MATERIAL -
++++

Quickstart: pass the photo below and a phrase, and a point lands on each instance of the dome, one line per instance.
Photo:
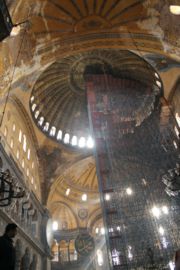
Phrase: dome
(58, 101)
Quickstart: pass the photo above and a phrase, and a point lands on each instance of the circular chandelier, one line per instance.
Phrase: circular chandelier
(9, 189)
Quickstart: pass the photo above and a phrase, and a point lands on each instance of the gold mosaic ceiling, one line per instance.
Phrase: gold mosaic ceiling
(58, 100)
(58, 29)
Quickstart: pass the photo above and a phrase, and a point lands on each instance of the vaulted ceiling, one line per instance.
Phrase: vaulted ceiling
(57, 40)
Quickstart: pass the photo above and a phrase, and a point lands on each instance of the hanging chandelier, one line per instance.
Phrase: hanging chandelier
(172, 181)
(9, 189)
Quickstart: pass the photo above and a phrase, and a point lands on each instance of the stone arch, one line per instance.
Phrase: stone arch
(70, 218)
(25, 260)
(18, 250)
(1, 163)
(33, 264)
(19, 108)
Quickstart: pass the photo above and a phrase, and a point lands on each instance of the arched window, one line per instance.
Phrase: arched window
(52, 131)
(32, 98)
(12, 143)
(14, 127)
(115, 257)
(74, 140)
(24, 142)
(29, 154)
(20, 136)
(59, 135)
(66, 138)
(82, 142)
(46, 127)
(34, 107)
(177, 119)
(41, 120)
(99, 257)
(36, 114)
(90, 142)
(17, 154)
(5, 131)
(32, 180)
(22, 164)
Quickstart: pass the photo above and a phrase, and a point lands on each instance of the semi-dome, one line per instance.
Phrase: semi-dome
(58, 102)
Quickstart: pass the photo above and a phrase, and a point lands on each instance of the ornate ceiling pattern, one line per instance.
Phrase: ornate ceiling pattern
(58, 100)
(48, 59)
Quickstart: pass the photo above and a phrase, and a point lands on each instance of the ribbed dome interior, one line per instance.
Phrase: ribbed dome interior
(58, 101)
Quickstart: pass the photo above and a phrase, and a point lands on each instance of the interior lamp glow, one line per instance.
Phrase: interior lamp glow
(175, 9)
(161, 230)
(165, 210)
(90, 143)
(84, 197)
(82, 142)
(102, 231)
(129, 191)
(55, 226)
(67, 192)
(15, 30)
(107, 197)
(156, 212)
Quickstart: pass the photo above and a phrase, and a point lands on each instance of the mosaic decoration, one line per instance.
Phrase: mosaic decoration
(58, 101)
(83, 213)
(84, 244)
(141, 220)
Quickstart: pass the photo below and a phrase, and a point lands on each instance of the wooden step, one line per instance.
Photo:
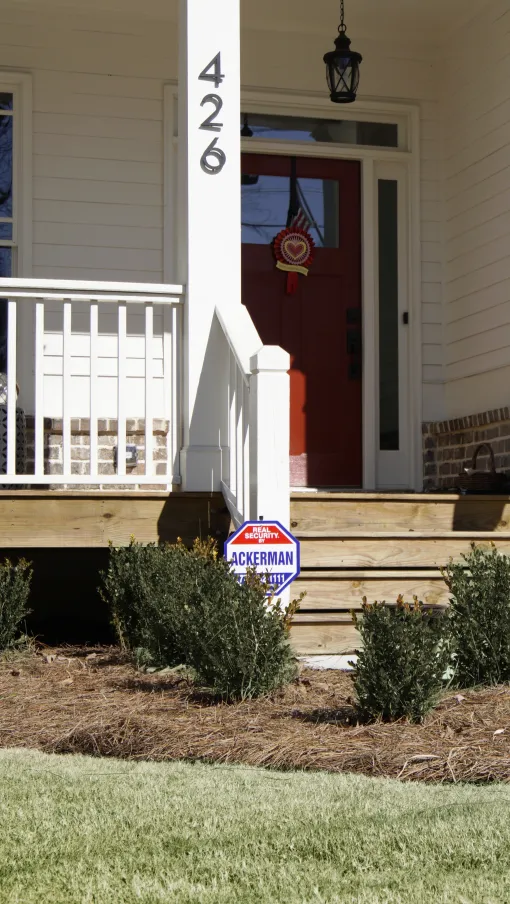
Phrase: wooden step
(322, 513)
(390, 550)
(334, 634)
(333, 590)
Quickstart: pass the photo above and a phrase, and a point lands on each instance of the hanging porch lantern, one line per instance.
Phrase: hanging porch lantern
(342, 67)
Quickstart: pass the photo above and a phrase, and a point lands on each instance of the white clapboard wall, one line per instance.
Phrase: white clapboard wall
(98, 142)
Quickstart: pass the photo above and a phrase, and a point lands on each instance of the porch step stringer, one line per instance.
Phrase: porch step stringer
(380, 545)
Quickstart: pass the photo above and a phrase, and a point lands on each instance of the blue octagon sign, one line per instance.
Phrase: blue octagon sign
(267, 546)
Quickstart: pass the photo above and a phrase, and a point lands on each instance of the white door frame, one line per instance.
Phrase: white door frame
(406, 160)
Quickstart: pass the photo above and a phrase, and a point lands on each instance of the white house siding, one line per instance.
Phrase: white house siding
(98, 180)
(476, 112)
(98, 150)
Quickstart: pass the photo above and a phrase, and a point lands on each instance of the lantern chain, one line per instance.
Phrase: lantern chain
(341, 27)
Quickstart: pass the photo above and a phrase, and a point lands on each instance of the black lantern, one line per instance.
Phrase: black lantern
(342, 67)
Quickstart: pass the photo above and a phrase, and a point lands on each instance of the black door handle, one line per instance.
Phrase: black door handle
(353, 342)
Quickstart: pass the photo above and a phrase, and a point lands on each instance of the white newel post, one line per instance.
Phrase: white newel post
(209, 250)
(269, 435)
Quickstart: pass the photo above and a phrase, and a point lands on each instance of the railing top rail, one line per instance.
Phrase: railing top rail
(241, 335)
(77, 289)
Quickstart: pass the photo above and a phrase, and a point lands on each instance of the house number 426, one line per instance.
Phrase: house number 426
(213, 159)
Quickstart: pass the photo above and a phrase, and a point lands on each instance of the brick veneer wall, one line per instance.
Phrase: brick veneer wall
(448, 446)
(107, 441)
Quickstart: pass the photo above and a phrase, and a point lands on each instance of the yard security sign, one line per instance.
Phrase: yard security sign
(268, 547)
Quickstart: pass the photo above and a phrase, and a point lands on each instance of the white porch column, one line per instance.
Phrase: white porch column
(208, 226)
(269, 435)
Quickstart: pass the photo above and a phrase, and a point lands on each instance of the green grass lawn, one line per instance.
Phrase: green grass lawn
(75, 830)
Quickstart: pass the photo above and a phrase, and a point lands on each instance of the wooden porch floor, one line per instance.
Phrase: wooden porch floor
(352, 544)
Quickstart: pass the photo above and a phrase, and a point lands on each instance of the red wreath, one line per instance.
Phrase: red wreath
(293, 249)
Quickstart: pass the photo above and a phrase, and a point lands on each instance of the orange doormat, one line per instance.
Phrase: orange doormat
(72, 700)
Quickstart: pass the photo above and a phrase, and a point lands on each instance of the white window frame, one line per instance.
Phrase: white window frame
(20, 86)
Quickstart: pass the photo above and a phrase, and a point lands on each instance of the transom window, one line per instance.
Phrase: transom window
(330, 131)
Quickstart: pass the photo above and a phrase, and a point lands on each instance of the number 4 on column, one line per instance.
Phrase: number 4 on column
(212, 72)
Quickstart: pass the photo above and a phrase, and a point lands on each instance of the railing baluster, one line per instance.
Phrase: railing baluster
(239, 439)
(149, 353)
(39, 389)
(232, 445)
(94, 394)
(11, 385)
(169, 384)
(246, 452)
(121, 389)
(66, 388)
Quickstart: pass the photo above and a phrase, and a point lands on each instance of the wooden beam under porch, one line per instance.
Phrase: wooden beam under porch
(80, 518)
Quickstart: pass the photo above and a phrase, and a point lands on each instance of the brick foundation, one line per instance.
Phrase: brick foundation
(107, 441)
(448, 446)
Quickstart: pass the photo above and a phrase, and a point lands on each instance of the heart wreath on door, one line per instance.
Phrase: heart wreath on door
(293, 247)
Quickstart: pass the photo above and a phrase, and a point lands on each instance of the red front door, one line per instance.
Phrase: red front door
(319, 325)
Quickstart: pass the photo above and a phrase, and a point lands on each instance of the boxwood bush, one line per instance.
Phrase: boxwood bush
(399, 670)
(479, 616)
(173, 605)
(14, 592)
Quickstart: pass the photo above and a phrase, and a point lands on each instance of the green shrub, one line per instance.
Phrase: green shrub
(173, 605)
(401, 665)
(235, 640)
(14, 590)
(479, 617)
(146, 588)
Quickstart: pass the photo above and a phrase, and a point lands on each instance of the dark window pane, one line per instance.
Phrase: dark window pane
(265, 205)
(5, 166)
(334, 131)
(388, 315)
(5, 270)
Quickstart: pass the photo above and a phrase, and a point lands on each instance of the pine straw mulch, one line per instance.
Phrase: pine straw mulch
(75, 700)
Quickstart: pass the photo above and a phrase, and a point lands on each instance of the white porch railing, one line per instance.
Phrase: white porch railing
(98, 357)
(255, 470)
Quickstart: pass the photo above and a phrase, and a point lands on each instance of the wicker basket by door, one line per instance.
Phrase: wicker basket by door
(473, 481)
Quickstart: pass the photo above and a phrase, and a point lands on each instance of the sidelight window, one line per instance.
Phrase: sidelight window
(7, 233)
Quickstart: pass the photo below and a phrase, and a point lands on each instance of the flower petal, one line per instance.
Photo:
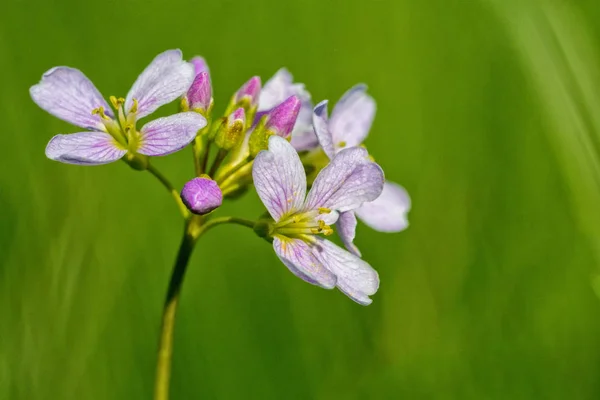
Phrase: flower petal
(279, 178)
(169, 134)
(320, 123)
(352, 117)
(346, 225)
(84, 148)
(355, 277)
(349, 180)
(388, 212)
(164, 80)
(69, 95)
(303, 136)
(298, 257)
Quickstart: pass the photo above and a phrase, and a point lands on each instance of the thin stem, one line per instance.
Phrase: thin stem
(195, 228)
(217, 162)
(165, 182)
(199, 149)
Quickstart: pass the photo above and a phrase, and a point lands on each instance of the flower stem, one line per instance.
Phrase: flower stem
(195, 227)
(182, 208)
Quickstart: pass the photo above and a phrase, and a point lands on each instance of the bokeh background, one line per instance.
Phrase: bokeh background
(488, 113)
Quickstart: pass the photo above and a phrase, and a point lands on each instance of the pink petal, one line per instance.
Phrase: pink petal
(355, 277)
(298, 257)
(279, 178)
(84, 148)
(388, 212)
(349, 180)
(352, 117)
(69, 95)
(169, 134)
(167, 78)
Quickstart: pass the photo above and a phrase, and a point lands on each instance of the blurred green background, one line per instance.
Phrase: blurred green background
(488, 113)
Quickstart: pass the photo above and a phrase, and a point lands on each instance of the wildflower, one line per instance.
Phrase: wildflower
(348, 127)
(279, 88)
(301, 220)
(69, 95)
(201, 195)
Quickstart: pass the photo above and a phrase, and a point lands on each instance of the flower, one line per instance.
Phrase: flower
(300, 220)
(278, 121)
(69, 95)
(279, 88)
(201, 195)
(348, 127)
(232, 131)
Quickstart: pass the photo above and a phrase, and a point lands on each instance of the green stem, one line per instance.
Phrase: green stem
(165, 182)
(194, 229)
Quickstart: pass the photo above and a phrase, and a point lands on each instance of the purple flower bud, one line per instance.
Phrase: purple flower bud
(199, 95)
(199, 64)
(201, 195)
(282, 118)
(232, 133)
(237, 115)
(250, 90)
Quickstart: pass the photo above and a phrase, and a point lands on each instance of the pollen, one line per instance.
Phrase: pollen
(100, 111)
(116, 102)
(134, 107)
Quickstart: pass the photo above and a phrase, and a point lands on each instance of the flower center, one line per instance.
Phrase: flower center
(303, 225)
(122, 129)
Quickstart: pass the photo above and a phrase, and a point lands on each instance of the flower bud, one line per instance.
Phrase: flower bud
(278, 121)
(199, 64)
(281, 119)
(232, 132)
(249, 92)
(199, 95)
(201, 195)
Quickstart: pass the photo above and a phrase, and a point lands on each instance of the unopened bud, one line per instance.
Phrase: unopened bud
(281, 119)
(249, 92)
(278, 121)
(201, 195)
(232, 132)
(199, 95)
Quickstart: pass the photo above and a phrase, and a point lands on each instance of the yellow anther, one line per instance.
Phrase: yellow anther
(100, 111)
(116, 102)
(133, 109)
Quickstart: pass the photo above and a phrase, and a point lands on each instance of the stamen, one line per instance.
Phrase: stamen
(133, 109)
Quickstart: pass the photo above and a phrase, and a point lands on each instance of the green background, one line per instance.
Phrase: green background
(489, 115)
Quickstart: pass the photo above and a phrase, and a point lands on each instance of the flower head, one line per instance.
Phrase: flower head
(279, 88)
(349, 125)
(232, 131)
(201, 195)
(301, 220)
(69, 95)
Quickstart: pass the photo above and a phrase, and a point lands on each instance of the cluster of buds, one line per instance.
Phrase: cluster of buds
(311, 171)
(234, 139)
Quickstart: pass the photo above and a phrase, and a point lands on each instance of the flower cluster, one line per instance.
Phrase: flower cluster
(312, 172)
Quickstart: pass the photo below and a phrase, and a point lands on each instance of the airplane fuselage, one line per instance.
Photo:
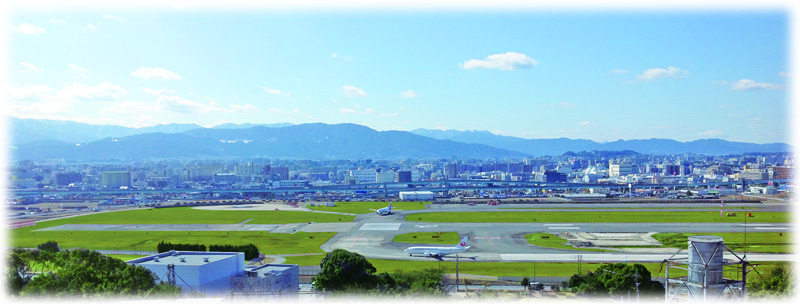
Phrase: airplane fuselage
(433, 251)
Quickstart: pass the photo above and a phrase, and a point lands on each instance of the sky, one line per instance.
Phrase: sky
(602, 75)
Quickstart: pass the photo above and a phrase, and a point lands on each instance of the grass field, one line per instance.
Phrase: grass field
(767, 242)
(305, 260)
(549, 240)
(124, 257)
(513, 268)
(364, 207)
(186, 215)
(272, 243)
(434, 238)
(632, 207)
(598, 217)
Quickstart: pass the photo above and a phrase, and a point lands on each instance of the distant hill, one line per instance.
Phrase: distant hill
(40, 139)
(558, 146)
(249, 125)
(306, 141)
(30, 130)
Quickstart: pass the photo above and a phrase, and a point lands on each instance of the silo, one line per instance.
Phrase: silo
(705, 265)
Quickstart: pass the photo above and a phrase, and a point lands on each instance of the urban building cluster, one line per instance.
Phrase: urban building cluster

++++

AIM - Quote, word for word, the stretch of the listing above from the line containing "hill, one line per instance." through the end of the listing, keeping both ends.

SOLUTION FOR THIS TASK -
Quickstart: pass the photo above and a phrase, and a point lands on each instance of the distant hill, one line per instance.
Phrase: distant hill
(40, 139)
(558, 146)
(249, 125)
(306, 141)
(30, 130)
Quickstart: pass the photo above and a phrase, and a point lands on each instance of the silo, one line per instance.
Phrase: silo
(705, 265)
Quickstart: pass the photo above and a phrase, and a point lands on each instance of the urban building cluster, one line per instance.
Phrase: urban building cluster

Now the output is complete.